What the task asks: Reproduce word for word the lines below, from the line holding "Pick out every instance of the green soccer" through the last line of the items, inclusive.
— start Data for the task —
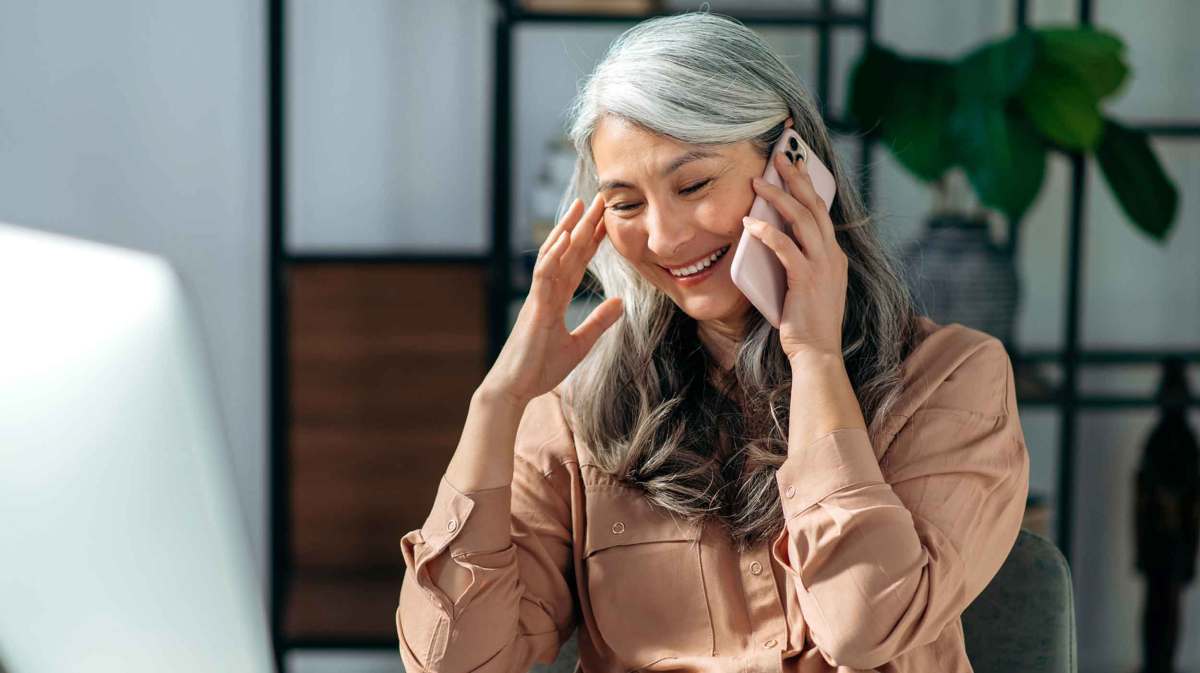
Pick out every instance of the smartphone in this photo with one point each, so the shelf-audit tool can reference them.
(756, 269)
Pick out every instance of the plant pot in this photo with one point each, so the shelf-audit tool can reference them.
(958, 275)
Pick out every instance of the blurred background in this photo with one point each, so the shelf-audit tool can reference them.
(354, 190)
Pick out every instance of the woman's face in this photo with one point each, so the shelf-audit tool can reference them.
(666, 208)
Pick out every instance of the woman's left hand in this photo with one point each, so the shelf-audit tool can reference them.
(816, 268)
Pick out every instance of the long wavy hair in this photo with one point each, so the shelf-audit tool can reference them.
(649, 403)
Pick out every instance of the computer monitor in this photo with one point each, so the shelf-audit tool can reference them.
(123, 545)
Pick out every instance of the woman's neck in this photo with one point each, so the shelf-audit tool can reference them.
(721, 340)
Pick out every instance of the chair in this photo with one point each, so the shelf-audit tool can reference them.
(1023, 620)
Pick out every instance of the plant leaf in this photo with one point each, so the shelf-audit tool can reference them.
(917, 121)
(1061, 106)
(1096, 56)
(996, 71)
(1002, 154)
(1138, 180)
(910, 100)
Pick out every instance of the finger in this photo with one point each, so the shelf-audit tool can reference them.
(799, 184)
(581, 235)
(558, 228)
(799, 220)
(784, 247)
(595, 324)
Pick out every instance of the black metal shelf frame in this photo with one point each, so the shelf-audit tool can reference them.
(499, 259)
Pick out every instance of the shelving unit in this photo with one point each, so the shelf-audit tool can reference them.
(499, 263)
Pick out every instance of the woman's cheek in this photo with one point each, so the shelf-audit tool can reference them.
(619, 234)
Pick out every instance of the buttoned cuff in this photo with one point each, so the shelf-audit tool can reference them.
(834, 461)
(473, 522)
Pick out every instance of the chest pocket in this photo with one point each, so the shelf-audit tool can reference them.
(645, 578)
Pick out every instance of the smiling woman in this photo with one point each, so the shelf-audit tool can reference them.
(677, 479)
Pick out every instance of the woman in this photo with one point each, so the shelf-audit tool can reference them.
(685, 486)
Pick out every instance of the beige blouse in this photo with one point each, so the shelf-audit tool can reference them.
(888, 538)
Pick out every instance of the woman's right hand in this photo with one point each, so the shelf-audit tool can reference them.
(540, 352)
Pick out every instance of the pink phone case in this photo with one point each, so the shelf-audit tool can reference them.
(755, 269)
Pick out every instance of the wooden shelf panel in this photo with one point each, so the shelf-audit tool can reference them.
(383, 360)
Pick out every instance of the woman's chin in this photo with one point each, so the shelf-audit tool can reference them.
(724, 306)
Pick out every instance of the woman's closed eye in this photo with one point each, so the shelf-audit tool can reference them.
(689, 190)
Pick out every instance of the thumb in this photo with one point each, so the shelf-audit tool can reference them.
(595, 324)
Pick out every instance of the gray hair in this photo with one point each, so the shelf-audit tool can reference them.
(641, 402)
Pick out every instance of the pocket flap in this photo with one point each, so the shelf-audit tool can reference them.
(619, 515)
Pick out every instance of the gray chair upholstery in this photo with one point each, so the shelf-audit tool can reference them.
(1024, 619)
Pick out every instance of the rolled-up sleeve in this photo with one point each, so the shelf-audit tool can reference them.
(515, 541)
(885, 559)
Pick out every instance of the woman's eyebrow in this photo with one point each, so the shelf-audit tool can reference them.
(671, 167)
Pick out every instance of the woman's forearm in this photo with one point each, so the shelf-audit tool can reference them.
(822, 400)
(484, 457)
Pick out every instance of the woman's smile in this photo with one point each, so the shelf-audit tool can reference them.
(700, 270)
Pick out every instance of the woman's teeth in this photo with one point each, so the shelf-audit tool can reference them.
(700, 265)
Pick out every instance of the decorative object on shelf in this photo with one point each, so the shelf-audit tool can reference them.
(957, 272)
(547, 190)
(1168, 518)
(593, 6)
(983, 124)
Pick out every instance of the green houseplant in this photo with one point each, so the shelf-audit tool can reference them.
(997, 110)
(979, 128)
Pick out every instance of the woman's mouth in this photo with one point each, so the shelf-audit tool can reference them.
(697, 271)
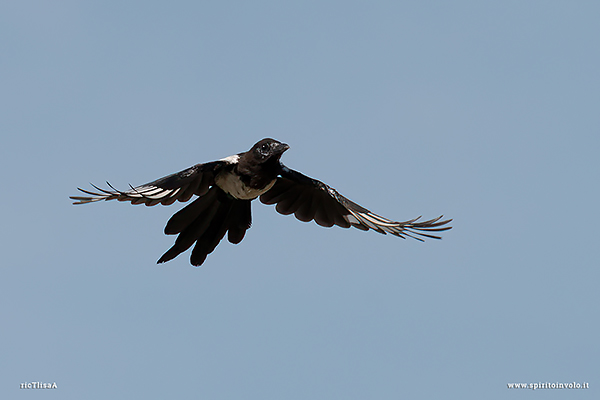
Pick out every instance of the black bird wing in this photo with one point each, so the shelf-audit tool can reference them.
(308, 199)
(178, 186)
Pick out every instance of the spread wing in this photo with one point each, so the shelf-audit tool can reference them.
(308, 199)
(179, 186)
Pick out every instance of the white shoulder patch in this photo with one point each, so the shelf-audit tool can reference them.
(231, 159)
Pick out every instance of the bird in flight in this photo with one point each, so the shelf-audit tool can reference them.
(225, 189)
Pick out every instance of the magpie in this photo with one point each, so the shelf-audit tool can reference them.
(226, 187)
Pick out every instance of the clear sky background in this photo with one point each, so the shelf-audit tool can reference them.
(486, 112)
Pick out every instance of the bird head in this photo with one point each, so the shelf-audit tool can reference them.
(268, 149)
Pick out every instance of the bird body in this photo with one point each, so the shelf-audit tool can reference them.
(226, 188)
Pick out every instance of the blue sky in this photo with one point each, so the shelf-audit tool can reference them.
(484, 112)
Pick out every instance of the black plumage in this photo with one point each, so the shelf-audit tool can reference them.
(225, 189)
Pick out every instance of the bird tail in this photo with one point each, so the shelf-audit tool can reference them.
(205, 221)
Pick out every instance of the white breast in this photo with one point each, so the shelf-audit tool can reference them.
(231, 184)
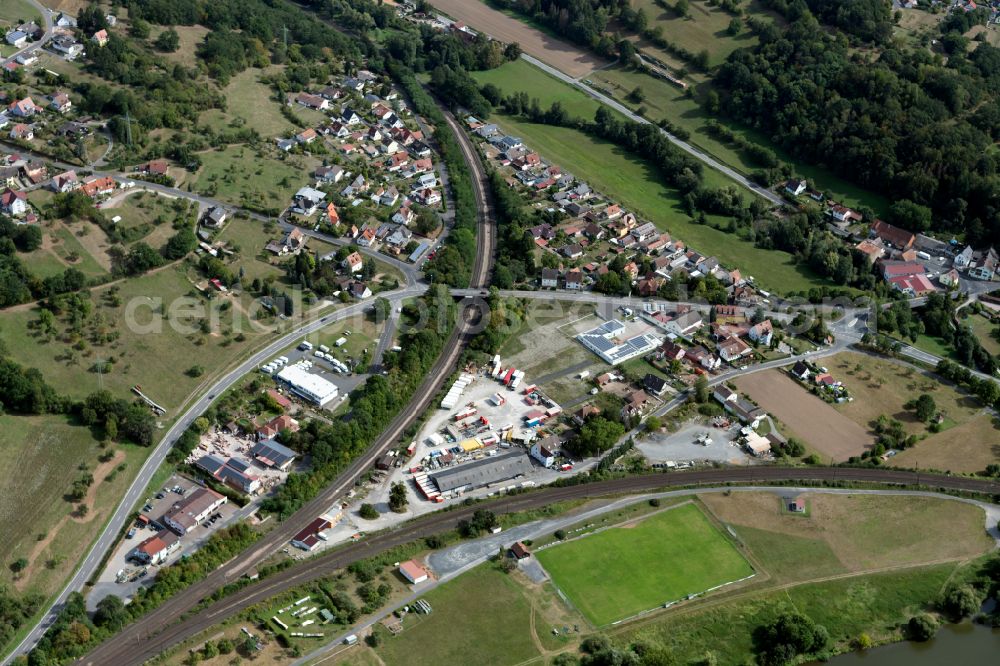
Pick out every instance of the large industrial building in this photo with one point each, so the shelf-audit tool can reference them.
(604, 340)
(311, 387)
(483, 472)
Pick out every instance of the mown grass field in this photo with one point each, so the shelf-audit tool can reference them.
(639, 187)
(40, 457)
(521, 76)
(881, 387)
(155, 359)
(703, 28)
(875, 604)
(623, 571)
(664, 100)
(250, 102)
(242, 175)
(481, 617)
(850, 533)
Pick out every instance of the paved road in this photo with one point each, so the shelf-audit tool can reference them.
(683, 145)
(121, 649)
(34, 46)
(156, 632)
(456, 560)
(123, 513)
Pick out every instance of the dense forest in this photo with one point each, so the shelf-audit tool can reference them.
(901, 124)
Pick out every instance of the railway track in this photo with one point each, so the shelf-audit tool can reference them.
(136, 646)
(135, 638)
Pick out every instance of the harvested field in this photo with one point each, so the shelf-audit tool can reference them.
(964, 449)
(559, 53)
(823, 428)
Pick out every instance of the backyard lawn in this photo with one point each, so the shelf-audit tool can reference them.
(251, 177)
(250, 102)
(622, 571)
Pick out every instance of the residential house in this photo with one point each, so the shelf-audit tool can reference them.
(984, 265)
(271, 429)
(13, 202)
(894, 269)
(307, 200)
(733, 349)
(730, 314)
(635, 403)
(306, 136)
(761, 333)
(873, 249)
(670, 351)
(96, 187)
(701, 356)
(725, 395)
(157, 548)
(914, 285)
(900, 239)
(800, 370)
(65, 44)
(154, 168)
(313, 101)
(949, 278)
(654, 384)
(367, 237)
(65, 182)
(353, 262)
(17, 39)
(22, 131)
(843, 216)
(964, 258)
(795, 187)
(360, 290)
(428, 197)
(198, 505)
(59, 102)
(23, 108)
(216, 217)
(544, 451)
(685, 324)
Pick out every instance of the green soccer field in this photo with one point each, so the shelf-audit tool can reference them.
(619, 572)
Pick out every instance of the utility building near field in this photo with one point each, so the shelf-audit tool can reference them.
(193, 509)
(605, 341)
(270, 453)
(311, 387)
(483, 472)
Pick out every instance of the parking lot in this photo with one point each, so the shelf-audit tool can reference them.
(683, 446)
(132, 574)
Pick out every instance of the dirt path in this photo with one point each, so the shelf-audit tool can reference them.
(101, 471)
(833, 435)
(561, 54)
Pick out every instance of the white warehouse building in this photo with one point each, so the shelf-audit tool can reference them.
(311, 387)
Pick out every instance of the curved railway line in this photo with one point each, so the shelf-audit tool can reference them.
(140, 642)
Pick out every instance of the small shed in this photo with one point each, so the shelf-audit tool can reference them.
(413, 572)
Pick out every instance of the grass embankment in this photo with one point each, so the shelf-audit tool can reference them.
(635, 183)
(40, 458)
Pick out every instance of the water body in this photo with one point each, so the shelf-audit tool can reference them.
(963, 644)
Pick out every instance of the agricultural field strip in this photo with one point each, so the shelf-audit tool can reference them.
(538, 529)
— end Data for the task —
Task response:
Pick out every instance of the green soccer field in this photo with one point each, so the shelf-audit tool can reference them.
(619, 572)
Pick out every instance of the utility building near field in this photo with one point each, so the shelf-audit tool can reference them.
(193, 509)
(605, 341)
(270, 453)
(311, 387)
(483, 472)
Pick out every instance of the parking lot in this photo with one point each, so the shelf-audit tool can reference them.
(683, 446)
(132, 574)
Pick out every instance of the dirt path in this photo with one point each, so the shelf-audit tool can reference them.
(101, 471)
(833, 435)
(561, 54)
Pick out every instance of the white warehouse building in this photo with one point each, so the shelf-audit tool can reference them.
(311, 387)
Pick out every instance of the curved railway line in this photo with one point each, so the shelf-audit tool can reference them.
(140, 642)
Pick out every instance of the small shed in this photo with one point each, so the shelf-audit tool can reference them.
(413, 572)
Pick out every instance of the grass embankment in this photo with one point each, so the shelf-audit tool can reference them.
(635, 183)
(40, 458)
Pick out every instance of the water body in this photo with one point each, so the shelf-audit tool can reference them.
(963, 644)
Pick out every instance of the agricultural field strip in this photo with one point each, so the shelf-audit tool can reference them.
(538, 529)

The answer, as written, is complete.